Every line from the one containing "For this drill the class indicates the orange" through the end of the data is to be copied exactly, and nothing outside that range.
*** SOURCE INFORMATION Section Begins ***
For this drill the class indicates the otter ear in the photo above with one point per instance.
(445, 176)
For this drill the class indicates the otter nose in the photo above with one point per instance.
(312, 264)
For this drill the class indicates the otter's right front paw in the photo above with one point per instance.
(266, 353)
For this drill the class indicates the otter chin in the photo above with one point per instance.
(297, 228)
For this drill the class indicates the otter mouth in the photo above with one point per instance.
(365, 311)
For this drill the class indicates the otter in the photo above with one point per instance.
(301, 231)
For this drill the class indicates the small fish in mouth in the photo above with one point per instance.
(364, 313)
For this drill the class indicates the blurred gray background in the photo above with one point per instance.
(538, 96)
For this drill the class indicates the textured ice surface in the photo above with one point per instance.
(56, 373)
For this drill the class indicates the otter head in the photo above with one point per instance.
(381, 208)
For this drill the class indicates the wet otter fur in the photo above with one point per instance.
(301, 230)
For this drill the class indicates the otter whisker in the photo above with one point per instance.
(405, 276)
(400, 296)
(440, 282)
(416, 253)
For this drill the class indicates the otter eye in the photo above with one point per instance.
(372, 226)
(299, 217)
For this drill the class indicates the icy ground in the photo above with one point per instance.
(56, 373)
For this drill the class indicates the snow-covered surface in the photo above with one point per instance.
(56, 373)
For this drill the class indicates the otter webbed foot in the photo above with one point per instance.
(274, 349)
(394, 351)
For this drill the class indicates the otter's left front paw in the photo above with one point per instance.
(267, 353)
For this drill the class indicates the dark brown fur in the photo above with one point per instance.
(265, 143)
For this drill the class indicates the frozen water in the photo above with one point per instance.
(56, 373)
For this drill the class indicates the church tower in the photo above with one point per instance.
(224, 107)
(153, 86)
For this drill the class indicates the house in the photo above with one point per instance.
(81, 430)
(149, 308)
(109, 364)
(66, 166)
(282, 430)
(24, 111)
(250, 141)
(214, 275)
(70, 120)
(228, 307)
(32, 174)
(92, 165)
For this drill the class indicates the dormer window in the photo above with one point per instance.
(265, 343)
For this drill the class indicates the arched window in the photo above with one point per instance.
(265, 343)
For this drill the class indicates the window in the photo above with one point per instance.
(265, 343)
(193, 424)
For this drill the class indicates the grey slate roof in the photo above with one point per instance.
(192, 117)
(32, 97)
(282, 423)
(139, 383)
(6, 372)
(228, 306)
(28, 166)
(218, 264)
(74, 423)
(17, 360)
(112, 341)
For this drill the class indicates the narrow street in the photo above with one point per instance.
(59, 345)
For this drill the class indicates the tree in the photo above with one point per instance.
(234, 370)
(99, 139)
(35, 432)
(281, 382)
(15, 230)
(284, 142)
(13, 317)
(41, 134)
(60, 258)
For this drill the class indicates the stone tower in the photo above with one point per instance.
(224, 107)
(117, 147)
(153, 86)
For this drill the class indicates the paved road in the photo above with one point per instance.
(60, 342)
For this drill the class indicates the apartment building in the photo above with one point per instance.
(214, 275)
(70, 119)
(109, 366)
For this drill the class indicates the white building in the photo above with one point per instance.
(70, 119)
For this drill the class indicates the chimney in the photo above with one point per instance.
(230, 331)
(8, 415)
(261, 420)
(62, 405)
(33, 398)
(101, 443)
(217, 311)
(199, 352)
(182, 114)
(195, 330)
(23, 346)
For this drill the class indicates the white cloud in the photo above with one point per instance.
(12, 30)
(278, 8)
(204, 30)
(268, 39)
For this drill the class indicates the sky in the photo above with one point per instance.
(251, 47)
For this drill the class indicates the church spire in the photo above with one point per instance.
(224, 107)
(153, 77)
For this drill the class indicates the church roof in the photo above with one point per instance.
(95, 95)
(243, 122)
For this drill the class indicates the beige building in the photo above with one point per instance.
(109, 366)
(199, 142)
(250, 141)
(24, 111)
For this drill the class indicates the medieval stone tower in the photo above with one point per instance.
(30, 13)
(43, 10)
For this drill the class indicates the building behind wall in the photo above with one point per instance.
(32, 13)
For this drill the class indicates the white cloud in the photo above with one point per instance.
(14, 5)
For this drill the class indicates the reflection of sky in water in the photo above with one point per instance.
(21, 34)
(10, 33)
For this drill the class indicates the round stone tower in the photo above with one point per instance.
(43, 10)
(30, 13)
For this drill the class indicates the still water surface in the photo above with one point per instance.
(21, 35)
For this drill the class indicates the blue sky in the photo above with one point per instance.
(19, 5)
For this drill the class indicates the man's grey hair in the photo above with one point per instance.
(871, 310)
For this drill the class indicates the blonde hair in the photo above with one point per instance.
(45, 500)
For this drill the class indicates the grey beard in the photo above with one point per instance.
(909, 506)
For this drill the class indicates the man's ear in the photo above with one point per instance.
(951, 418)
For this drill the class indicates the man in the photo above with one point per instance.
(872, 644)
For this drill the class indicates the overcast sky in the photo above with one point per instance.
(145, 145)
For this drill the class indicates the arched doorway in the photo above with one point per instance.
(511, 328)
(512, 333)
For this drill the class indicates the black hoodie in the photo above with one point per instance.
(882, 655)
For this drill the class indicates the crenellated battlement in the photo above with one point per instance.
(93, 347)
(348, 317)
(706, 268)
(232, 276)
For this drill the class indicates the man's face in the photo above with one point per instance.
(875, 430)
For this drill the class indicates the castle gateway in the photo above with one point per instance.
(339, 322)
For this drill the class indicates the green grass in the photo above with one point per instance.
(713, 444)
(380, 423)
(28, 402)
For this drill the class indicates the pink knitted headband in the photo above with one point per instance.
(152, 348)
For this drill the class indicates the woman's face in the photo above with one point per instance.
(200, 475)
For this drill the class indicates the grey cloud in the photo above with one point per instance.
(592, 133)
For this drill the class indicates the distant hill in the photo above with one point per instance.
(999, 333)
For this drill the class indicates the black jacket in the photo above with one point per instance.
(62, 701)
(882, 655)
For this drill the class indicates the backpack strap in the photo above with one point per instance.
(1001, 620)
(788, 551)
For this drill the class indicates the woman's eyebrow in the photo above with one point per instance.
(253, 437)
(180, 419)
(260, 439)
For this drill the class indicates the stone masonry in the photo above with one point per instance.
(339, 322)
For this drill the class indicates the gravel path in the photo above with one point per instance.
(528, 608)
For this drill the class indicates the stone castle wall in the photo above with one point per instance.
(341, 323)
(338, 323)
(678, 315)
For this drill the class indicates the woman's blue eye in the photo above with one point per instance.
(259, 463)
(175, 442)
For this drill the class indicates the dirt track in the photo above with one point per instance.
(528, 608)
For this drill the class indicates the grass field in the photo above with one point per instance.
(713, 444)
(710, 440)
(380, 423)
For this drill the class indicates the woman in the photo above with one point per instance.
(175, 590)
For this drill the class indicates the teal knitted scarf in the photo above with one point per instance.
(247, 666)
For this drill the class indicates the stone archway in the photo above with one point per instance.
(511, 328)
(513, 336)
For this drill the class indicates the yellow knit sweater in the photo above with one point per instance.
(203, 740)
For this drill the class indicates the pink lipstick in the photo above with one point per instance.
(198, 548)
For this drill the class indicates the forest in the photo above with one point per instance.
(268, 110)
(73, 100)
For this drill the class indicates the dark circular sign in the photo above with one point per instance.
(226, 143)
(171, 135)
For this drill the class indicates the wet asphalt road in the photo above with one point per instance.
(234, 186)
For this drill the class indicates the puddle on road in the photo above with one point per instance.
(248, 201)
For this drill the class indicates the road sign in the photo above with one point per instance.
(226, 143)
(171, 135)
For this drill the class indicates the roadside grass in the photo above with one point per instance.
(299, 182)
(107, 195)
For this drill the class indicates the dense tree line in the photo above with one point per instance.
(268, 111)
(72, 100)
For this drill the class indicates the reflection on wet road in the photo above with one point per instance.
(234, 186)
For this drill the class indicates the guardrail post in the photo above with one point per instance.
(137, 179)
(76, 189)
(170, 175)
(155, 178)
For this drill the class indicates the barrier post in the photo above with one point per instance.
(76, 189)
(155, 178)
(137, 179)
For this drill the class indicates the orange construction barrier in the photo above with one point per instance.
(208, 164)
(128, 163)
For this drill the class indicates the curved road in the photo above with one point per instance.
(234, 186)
*** SOURCE INFORMATION Section Ends ***
▶ [SOLUTION TO THIS PROBLEM]:
For this drill the class indicates the orange construction barrier in the photo above with one point per instance.
(208, 164)
(128, 163)
For this drill the class indicates the curved road in the photo above with one point per instance.
(234, 186)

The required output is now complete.